**EXERCISE OBJECTIVE**
Starting from the line containing "Point to the second garage", write out every remaining line exactly, the last one included.

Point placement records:
·····
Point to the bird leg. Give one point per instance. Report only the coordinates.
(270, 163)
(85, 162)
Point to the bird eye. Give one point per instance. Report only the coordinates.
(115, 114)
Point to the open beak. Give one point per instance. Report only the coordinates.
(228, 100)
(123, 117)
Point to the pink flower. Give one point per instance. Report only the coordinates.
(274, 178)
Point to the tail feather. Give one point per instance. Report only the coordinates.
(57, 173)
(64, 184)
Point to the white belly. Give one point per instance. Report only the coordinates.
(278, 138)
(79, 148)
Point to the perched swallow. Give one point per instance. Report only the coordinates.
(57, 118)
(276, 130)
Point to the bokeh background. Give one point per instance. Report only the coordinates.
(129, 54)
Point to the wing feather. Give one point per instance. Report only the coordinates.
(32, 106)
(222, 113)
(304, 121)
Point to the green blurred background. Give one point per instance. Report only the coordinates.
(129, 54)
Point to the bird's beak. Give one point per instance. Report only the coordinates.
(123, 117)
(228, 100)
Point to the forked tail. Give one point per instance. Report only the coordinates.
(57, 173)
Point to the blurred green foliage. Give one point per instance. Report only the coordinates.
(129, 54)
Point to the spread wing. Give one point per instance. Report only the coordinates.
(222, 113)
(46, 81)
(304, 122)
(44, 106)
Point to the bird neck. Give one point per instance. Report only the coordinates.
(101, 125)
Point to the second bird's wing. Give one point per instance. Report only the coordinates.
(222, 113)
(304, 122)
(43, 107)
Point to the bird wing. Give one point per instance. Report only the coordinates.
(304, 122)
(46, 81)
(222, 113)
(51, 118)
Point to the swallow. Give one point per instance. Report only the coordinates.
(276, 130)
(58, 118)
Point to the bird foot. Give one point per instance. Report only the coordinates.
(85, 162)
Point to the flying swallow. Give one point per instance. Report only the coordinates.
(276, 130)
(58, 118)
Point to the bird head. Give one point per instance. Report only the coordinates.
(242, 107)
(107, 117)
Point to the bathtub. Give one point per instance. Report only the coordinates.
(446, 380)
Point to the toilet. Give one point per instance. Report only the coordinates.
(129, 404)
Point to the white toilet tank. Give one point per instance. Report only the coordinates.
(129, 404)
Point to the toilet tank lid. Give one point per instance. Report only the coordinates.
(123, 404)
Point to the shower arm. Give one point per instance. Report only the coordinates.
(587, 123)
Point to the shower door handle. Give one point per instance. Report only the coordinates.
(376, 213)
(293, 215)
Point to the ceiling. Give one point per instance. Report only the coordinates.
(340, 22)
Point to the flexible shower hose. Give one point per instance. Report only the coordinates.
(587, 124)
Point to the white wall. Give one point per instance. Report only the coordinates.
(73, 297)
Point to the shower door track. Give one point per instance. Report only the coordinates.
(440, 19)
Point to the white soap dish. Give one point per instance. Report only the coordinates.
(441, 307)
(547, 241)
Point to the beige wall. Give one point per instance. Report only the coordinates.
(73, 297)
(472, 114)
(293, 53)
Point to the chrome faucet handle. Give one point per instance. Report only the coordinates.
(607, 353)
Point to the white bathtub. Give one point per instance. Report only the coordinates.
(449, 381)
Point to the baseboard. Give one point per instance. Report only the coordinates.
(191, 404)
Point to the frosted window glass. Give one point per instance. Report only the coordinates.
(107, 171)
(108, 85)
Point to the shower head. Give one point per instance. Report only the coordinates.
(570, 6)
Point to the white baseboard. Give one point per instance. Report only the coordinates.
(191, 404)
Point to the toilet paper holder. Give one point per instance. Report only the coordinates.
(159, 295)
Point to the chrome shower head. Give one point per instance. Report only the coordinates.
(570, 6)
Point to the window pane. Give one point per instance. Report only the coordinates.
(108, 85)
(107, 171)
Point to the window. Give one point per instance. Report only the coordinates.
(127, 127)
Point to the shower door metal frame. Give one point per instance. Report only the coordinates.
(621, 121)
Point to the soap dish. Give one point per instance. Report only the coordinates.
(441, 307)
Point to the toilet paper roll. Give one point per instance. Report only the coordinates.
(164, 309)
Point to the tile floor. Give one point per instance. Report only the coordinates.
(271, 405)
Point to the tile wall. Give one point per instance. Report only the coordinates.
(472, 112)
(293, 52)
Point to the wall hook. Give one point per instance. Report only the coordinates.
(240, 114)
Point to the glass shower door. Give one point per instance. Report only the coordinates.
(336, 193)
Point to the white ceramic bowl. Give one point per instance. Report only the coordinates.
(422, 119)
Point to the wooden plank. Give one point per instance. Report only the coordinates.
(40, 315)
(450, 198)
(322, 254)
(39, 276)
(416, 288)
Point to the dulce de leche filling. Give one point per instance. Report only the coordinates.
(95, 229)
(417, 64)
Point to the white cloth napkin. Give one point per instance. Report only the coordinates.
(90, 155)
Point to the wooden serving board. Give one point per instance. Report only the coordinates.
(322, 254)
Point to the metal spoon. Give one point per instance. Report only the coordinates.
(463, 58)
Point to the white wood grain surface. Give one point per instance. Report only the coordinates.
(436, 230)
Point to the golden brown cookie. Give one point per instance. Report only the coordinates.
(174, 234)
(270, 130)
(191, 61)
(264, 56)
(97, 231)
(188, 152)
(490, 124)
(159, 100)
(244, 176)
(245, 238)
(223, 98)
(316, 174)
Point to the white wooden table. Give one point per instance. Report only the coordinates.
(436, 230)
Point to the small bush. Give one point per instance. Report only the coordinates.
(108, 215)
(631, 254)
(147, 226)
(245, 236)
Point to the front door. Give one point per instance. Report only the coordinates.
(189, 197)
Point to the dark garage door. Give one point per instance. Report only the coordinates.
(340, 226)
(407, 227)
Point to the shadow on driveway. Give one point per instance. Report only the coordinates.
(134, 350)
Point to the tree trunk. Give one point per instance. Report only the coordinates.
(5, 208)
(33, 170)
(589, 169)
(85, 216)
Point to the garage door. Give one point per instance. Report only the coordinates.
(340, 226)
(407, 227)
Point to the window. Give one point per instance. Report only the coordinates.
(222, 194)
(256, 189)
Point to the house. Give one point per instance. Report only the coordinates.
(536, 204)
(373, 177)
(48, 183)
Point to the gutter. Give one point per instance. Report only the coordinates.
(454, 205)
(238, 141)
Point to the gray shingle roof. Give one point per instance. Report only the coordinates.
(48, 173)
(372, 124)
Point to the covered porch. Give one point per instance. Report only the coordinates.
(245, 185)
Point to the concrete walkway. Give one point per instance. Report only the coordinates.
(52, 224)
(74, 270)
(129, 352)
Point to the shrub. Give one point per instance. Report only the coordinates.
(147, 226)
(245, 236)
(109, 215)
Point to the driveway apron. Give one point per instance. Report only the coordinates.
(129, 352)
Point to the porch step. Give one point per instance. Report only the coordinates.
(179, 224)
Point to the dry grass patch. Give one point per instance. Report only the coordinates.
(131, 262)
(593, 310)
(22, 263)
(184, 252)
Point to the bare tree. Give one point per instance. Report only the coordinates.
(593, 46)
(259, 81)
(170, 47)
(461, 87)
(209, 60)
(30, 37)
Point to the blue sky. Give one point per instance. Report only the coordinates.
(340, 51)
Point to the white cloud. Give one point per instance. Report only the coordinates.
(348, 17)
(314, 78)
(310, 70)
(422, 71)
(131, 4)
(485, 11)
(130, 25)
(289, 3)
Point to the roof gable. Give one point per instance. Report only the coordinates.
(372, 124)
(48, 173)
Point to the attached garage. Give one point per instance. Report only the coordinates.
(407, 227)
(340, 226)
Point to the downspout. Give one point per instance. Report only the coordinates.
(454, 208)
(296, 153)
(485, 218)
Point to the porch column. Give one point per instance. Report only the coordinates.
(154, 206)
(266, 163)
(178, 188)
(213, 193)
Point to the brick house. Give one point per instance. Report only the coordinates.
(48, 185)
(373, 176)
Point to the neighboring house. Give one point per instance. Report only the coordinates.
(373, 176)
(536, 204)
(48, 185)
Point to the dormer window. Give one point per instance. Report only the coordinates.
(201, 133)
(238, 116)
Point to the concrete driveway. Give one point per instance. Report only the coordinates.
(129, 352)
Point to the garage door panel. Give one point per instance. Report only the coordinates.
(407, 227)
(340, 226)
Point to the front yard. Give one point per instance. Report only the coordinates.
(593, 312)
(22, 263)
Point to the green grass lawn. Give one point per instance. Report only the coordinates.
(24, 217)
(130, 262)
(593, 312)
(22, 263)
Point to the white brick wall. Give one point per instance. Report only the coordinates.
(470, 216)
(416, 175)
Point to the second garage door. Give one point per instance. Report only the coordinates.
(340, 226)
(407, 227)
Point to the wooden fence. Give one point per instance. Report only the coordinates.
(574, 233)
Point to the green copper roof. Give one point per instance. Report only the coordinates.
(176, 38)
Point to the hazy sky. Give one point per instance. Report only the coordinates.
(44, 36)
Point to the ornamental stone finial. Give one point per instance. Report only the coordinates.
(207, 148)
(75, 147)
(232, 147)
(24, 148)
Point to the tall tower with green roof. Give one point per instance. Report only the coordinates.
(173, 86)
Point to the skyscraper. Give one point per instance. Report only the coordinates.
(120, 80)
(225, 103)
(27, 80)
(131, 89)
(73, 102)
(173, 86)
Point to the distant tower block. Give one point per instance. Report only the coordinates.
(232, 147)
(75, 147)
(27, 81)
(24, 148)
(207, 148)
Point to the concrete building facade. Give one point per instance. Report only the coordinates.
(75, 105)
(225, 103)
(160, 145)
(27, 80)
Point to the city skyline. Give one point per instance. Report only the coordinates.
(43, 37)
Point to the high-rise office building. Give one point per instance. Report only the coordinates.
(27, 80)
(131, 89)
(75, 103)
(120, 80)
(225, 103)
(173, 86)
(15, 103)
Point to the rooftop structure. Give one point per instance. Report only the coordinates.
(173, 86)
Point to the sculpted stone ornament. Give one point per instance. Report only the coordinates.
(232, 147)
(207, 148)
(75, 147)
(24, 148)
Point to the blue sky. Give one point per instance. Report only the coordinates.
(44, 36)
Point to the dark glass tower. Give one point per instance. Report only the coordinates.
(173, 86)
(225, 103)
·····
**ANSWER FOR THIS EXERCISE**
Point to the second garage door. Give one point per instance. Report only the coordinates.
(340, 226)
(407, 227)
Point to the wooden fence. Give one point per instance. Report only the coordinates.
(574, 233)
Point to the green copper roof. Give one point per instance. Report only the coordinates.
(176, 38)
Point to the hazy sky. Give one point per instance. Report only the coordinates.
(44, 36)
Point to the ornamental stone finial. Give one point per instance. Report only the coordinates.
(207, 148)
(75, 147)
(232, 147)
(24, 148)
Point to the tall tower with green roof. Give one point per instance. Report only the coordinates.
(173, 86)
Point to the skyscraper. Give one point per instance. Report only the coordinates.
(120, 80)
(225, 103)
(27, 80)
(131, 89)
(73, 102)
(173, 86)
Point to the distant tower block. Give one point per instance. Report only the coordinates.
(232, 147)
(75, 147)
(27, 81)
(24, 148)
(207, 148)
Point to the concrete building facade. Give one point per instance. Report only the coordinates.
(75, 105)
(225, 103)
(160, 145)
(27, 80)
Point to the city skyline. Give one point per instance. Report only the coordinates.
(43, 37)
Point to the high-rise office building. Give one point per instance. Report only the coordinates.
(27, 80)
(131, 89)
(75, 103)
(120, 80)
(225, 103)
(173, 86)
(15, 103)
Point to the rooftop structure. Give one point per instance. Report only the coordinates.
(173, 86)
Point to the sculpted stone ornament. Give one point per instance. Report only the coordinates.
(232, 147)
(207, 148)
(75, 147)
(24, 148)
Point to the blue sky. Give one point per instance. Report only the coordinates.
(44, 36)
Point to the dark glass tower. Give one point per instance. Report only the coordinates.
(173, 86)
(225, 103)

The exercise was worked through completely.